(Stored data)

******

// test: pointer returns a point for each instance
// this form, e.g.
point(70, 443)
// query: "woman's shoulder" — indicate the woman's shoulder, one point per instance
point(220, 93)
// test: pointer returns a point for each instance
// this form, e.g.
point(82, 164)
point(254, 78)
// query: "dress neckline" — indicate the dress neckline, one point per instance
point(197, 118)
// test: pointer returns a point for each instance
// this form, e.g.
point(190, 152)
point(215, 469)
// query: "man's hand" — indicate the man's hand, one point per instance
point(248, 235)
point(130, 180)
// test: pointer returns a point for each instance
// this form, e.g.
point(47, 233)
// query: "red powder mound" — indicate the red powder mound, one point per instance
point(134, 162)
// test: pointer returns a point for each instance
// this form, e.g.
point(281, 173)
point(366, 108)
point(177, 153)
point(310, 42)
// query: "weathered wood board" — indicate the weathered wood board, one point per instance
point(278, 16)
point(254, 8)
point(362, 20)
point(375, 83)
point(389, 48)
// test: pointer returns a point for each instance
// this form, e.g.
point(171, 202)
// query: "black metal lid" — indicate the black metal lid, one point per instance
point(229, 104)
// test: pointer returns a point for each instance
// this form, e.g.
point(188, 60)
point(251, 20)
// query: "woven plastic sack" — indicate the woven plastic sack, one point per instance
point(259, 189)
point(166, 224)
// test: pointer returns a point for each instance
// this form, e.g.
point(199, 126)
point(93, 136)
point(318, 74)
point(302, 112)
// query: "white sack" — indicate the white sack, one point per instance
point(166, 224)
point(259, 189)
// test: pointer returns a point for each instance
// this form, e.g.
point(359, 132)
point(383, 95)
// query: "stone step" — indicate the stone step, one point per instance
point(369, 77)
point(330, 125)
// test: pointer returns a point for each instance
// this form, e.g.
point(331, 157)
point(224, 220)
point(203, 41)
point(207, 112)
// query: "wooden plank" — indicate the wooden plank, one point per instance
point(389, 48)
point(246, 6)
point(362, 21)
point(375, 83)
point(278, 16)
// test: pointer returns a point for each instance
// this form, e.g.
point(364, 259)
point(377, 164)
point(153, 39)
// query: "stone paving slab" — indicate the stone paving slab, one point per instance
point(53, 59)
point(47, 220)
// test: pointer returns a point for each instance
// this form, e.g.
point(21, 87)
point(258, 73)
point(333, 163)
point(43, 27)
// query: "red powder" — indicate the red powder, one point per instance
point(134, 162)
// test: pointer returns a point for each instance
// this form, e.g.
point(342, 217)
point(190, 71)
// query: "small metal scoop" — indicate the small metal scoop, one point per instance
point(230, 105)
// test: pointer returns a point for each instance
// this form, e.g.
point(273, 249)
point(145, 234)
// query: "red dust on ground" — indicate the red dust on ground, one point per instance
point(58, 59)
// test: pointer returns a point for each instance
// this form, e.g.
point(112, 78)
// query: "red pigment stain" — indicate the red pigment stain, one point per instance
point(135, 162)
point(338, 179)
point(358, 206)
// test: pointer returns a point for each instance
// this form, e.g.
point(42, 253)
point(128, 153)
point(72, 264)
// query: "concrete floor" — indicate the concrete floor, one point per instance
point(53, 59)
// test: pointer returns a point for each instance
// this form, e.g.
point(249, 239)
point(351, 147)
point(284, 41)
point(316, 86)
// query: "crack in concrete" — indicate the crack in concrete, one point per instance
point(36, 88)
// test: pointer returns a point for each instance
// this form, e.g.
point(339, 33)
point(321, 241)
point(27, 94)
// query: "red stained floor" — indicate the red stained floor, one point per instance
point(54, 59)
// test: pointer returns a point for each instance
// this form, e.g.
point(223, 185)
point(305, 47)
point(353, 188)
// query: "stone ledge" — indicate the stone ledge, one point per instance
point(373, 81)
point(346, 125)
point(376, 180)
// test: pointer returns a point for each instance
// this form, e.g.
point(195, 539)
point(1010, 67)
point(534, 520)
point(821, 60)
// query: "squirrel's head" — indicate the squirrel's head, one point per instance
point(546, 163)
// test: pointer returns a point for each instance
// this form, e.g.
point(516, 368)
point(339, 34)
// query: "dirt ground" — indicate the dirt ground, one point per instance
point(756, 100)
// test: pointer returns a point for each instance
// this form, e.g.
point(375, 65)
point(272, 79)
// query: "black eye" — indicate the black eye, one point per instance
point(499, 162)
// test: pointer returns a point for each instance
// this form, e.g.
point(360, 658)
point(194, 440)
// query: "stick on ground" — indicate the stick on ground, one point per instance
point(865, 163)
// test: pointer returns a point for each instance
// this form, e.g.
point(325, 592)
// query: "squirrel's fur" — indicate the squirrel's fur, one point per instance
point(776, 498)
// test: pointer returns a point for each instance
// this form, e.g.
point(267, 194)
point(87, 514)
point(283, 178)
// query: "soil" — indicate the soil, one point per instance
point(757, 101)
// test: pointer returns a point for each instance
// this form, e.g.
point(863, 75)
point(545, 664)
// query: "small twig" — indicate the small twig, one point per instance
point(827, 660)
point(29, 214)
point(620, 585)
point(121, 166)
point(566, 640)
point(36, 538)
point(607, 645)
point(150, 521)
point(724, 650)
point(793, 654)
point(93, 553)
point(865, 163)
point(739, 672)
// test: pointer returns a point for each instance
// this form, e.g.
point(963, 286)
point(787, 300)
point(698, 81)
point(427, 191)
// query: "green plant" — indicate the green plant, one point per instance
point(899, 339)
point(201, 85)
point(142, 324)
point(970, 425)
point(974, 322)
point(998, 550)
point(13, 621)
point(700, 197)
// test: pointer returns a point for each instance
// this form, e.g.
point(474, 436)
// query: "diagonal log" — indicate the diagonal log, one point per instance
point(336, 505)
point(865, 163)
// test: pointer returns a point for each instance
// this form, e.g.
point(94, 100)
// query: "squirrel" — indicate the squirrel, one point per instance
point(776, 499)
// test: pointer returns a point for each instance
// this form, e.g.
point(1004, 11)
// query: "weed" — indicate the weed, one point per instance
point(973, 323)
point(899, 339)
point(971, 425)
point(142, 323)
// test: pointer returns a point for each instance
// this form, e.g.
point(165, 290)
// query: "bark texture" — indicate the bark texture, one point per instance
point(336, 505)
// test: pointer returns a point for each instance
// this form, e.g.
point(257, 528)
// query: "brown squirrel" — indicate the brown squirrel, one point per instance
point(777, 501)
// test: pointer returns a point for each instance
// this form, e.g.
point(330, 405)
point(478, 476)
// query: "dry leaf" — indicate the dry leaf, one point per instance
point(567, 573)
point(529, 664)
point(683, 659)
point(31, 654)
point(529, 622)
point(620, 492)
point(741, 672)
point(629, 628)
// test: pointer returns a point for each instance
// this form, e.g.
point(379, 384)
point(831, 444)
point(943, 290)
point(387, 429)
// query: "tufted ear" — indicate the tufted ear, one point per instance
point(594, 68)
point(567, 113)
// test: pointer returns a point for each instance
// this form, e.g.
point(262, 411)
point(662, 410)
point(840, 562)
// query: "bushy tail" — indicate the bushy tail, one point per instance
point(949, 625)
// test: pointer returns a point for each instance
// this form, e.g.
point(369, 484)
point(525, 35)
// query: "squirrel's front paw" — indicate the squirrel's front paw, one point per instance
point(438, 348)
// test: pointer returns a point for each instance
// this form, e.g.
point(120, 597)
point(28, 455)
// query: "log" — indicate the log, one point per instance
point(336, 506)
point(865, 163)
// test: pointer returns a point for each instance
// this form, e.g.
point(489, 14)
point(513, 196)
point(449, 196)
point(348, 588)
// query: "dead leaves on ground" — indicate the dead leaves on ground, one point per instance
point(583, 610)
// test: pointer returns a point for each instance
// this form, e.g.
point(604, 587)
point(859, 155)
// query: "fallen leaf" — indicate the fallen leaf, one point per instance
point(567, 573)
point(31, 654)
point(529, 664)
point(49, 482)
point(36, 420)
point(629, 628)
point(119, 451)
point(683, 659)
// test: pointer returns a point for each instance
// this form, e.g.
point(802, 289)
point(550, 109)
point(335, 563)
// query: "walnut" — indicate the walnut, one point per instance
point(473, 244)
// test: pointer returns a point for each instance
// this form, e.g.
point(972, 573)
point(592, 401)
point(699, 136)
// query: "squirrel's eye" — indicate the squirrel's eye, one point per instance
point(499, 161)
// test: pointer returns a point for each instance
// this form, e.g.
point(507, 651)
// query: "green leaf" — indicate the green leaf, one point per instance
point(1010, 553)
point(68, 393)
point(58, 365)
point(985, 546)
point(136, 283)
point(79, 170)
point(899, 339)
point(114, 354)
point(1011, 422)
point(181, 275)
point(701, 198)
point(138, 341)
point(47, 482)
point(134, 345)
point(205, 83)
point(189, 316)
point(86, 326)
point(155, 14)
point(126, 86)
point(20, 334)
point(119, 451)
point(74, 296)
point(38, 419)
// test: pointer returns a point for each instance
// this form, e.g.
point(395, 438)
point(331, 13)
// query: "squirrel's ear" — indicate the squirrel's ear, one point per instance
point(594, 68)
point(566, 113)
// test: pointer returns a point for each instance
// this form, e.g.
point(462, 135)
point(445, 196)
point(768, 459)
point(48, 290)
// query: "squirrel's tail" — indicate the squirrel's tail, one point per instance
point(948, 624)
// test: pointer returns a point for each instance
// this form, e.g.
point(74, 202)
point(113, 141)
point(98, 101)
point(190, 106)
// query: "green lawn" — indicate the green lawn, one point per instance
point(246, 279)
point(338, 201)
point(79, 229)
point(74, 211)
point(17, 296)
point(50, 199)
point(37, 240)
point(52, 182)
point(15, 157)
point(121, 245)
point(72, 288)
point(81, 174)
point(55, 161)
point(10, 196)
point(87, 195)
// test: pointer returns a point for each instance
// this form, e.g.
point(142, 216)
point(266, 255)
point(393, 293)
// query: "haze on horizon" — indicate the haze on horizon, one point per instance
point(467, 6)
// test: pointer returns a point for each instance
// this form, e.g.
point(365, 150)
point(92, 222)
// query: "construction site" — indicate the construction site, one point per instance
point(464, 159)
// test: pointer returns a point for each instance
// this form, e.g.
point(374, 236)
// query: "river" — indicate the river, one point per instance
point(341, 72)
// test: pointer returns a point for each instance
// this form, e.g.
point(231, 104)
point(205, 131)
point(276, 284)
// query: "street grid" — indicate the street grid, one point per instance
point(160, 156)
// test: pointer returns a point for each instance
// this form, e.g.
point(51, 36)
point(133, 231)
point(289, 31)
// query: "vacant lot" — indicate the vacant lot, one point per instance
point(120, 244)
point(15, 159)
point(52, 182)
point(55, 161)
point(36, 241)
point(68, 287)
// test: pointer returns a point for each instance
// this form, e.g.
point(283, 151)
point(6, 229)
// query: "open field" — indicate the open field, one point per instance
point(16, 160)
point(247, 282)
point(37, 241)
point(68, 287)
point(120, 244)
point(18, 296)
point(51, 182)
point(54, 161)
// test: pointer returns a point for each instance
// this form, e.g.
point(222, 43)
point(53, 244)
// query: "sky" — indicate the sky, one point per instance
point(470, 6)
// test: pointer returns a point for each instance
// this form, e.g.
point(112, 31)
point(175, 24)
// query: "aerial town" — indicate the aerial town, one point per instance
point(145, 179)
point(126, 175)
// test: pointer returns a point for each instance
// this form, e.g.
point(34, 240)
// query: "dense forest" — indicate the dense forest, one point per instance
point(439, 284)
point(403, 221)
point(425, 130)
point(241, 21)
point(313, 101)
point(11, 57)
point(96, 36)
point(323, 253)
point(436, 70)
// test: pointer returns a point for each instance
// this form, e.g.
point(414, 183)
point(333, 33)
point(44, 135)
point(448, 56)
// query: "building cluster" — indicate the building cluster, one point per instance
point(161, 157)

******

Work to do: State how many lines of the material above contain the word "tail", and reply with that number alone.

Full output: 2